Exercise data section start

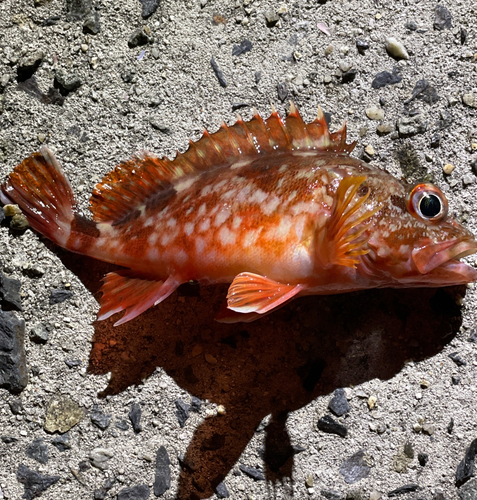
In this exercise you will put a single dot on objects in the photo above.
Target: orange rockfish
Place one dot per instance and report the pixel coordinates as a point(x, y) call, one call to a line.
point(277, 208)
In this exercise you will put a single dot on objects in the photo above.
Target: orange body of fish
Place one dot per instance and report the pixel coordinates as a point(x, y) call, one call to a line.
point(278, 208)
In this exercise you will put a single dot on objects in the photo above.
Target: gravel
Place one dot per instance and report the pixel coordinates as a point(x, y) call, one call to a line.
point(70, 80)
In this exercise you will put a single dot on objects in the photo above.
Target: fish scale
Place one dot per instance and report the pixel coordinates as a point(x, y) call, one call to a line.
point(278, 208)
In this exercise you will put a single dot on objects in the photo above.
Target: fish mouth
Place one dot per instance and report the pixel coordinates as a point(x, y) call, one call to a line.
point(443, 258)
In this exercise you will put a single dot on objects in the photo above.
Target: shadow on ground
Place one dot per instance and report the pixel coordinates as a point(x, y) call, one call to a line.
point(272, 366)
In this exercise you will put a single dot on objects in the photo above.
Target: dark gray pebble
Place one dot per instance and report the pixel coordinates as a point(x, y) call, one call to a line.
point(442, 18)
point(349, 76)
point(221, 491)
point(182, 412)
point(16, 406)
point(58, 295)
point(51, 21)
point(138, 38)
point(13, 370)
point(252, 472)
point(10, 299)
point(135, 417)
point(457, 359)
point(149, 7)
point(122, 425)
point(385, 78)
point(77, 9)
point(34, 482)
point(72, 363)
point(282, 90)
point(423, 458)
point(9, 439)
point(362, 46)
point(407, 488)
point(195, 404)
point(162, 480)
point(339, 404)
point(465, 469)
point(218, 73)
point(244, 47)
point(436, 141)
point(327, 424)
point(100, 419)
point(91, 24)
point(102, 493)
point(139, 492)
point(39, 334)
point(62, 442)
point(355, 468)
point(38, 451)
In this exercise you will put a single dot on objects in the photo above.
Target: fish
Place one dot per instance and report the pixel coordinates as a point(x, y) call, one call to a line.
point(276, 207)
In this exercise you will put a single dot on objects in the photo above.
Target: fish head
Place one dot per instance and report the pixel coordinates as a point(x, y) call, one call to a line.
point(413, 240)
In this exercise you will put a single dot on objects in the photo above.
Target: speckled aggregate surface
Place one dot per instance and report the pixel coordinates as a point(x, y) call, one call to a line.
point(392, 345)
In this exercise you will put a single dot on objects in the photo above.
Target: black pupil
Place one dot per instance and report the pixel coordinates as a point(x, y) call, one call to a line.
point(430, 205)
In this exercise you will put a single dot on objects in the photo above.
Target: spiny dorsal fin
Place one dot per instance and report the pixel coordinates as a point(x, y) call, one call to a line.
point(143, 177)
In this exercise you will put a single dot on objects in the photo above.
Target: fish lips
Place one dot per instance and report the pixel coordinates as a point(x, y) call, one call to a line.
point(444, 256)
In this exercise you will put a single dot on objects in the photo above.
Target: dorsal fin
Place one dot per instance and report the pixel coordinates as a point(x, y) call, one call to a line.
point(134, 182)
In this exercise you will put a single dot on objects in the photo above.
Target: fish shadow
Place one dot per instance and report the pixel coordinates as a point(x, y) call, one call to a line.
point(273, 366)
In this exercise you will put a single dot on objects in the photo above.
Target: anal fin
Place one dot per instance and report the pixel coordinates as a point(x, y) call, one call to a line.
point(124, 291)
point(252, 293)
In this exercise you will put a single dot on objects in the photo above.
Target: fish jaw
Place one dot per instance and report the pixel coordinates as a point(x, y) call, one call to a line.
point(439, 261)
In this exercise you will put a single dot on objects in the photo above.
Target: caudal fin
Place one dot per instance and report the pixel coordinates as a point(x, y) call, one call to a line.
point(39, 187)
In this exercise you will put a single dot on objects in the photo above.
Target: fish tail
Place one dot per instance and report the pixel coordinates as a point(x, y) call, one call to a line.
point(40, 188)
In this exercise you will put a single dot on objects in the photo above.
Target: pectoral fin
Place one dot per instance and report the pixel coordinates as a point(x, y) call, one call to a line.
point(252, 293)
point(122, 291)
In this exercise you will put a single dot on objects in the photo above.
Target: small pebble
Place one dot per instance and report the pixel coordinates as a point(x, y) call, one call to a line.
point(375, 113)
point(396, 49)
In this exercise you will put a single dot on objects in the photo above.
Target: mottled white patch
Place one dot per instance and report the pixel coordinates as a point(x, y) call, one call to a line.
point(180, 257)
point(153, 254)
point(239, 164)
point(308, 207)
point(236, 222)
point(204, 225)
point(222, 216)
point(231, 193)
point(250, 238)
point(258, 196)
point(185, 184)
point(243, 194)
point(152, 239)
point(199, 245)
point(189, 228)
point(202, 210)
point(271, 205)
point(226, 236)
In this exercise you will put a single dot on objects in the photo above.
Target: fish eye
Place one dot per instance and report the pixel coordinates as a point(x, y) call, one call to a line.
point(427, 203)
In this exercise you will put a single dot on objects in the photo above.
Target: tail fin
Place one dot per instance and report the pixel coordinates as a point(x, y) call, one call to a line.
point(39, 186)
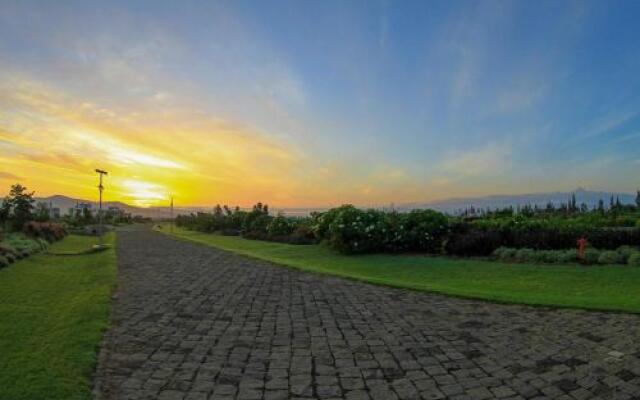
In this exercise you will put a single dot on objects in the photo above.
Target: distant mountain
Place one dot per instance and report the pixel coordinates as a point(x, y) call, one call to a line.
point(590, 198)
point(451, 206)
point(64, 203)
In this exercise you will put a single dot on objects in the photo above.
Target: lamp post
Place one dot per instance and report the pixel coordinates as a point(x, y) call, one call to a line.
point(100, 189)
point(171, 214)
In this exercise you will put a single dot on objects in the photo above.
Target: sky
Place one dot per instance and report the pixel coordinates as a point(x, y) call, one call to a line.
point(318, 103)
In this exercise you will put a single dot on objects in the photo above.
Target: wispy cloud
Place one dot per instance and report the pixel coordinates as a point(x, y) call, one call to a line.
point(490, 159)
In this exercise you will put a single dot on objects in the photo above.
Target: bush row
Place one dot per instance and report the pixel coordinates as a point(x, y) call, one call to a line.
point(35, 237)
point(16, 247)
point(623, 255)
point(467, 239)
point(255, 224)
point(351, 230)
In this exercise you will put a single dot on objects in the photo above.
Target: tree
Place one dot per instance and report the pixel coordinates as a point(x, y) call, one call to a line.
point(601, 206)
point(42, 213)
point(20, 205)
point(5, 211)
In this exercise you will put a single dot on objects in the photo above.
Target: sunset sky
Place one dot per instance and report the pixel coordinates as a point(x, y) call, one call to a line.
point(302, 103)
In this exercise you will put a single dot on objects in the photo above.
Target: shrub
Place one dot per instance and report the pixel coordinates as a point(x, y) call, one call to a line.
point(567, 256)
point(609, 257)
point(504, 253)
point(45, 230)
point(634, 260)
point(357, 231)
point(626, 251)
point(280, 226)
point(423, 230)
point(303, 234)
point(591, 256)
point(466, 241)
point(525, 255)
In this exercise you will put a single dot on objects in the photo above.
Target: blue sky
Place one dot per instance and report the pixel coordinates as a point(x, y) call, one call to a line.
point(330, 101)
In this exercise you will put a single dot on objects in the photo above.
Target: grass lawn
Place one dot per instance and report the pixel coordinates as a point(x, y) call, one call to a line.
point(53, 311)
point(597, 287)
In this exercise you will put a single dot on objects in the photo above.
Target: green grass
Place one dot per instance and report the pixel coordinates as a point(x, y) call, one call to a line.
point(53, 311)
point(612, 287)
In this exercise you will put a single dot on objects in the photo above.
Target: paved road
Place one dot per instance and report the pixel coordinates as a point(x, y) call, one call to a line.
point(192, 322)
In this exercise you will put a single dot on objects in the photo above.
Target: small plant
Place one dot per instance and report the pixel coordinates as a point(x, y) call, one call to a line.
point(634, 260)
point(609, 257)
point(525, 255)
point(591, 256)
point(567, 256)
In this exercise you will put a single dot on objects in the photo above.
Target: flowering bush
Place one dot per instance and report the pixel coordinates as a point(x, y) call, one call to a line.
point(352, 230)
point(280, 225)
point(357, 231)
point(49, 231)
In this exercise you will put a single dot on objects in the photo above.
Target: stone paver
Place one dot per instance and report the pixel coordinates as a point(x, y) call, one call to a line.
point(193, 322)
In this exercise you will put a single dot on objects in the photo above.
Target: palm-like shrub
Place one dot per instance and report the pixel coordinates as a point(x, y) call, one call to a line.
point(280, 226)
point(591, 256)
point(426, 230)
point(609, 257)
point(634, 260)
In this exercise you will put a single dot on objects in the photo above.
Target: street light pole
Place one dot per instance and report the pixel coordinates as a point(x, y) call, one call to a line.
point(100, 189)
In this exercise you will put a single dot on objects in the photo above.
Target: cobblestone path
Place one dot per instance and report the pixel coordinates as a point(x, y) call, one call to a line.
point(192, 322)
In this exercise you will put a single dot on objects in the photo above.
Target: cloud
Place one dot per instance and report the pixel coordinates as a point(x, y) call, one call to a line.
point(607, 123)
point(182, 150)
point(9, 176)
point(490, 159)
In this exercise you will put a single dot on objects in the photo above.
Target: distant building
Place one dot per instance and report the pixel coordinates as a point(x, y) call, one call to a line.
point(115, 212)
point(79, 208)
point(54, 212)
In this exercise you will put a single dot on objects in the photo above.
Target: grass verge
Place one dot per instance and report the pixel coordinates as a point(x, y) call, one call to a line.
point(53, 312)
point(612, 288)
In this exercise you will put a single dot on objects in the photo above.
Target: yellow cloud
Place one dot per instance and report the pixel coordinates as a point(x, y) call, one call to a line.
point(56, 141)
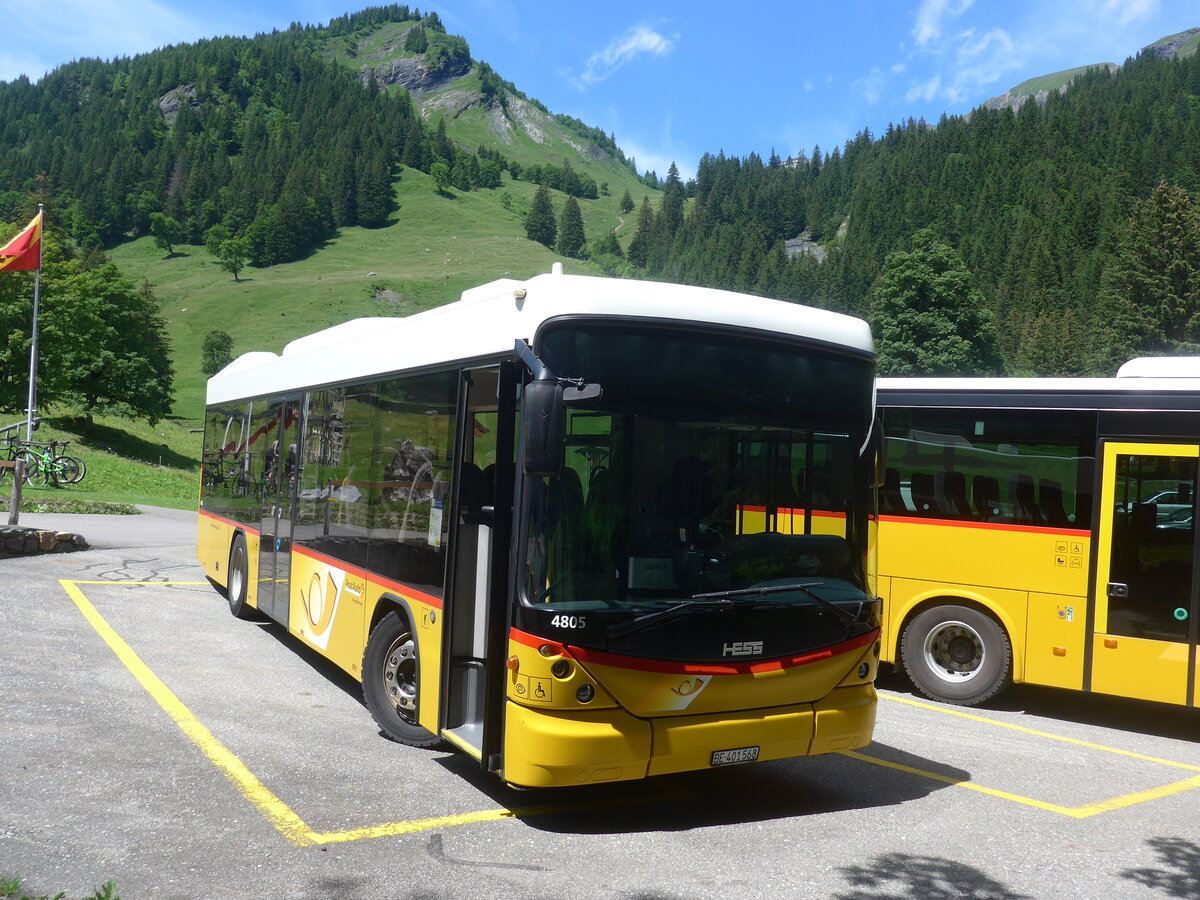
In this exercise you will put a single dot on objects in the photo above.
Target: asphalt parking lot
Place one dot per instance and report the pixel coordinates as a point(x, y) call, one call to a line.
point(151, 738)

Exercise data section end

• What you need to do
Up to and including the line with "Target: orange body of fish", copy the data above from its first line. Skip pictures.

• Exercise result
In this exercise you will put a single dot on objects in the photo above.
Target: orange rockfish
Place one dot per instance and report the pixel coordinates as a point(x, y) call, one call to a line.
point(277, 208)
In this exercise you will put a single dot on objects in the photo above.
Target: orange body of fish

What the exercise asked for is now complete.